* Data rows
◇ ◇ ◇

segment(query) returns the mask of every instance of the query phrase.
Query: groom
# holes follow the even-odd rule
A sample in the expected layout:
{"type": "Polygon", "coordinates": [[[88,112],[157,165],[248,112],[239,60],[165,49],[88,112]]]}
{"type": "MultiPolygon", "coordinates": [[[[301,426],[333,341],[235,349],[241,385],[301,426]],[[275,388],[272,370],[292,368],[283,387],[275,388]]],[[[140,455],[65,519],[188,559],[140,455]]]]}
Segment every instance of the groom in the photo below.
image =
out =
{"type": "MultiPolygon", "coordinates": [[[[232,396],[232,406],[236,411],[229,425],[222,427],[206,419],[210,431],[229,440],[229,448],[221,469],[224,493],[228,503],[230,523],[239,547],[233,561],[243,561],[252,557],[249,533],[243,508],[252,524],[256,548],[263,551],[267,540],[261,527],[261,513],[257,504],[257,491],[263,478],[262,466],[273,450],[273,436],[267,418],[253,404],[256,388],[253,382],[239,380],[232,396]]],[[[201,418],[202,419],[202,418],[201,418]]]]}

◇ ◇ ◇

* Work required
Exactly reproduce all of the entries.

* Exercise answer
segment(query) returns the mask of every instance of the query phrase.
Query: groom
# holes follow the even-odd rule
A sample in the expected layout:
{"type": "Polygon", "coordinates": [[[88,112],[157,165],[248,112],[239,60],[165,49],[88,112]]]}
{"type": "MultiPolygon", "coordinates": [[[[301,426],[333,341],[235,349],[241,385],[301,426]],[[275,388],[272,370],[292,368],[283,387],[275,388]]],[[[140,455],[65,519],[188,559],[140,455]]]]}
Segment every instance of the groom in the photo below.
image =
out =
{"type": "MultiPolygon", "coordinates": [[[[232,396],[232,406],[236,411],[229,425],[222,427],[206,419],[210,431],[229,440],[229,448],[221,469],[224,493],[228,503],[230,523],[239,547],[233,561],[243,561],[252,557],[249,533],[243,508],[252,524],[256,548],[263,551],[267,540],[261,527],[261,513],[257,504],[257,491],[263,478],[262,466],[273,450],[273,436],[267,418],[253,404],[256,388],[253,382],[239,380],[232,396]]],[[[201,418],[202,419],[202,418],[201,418]]]]}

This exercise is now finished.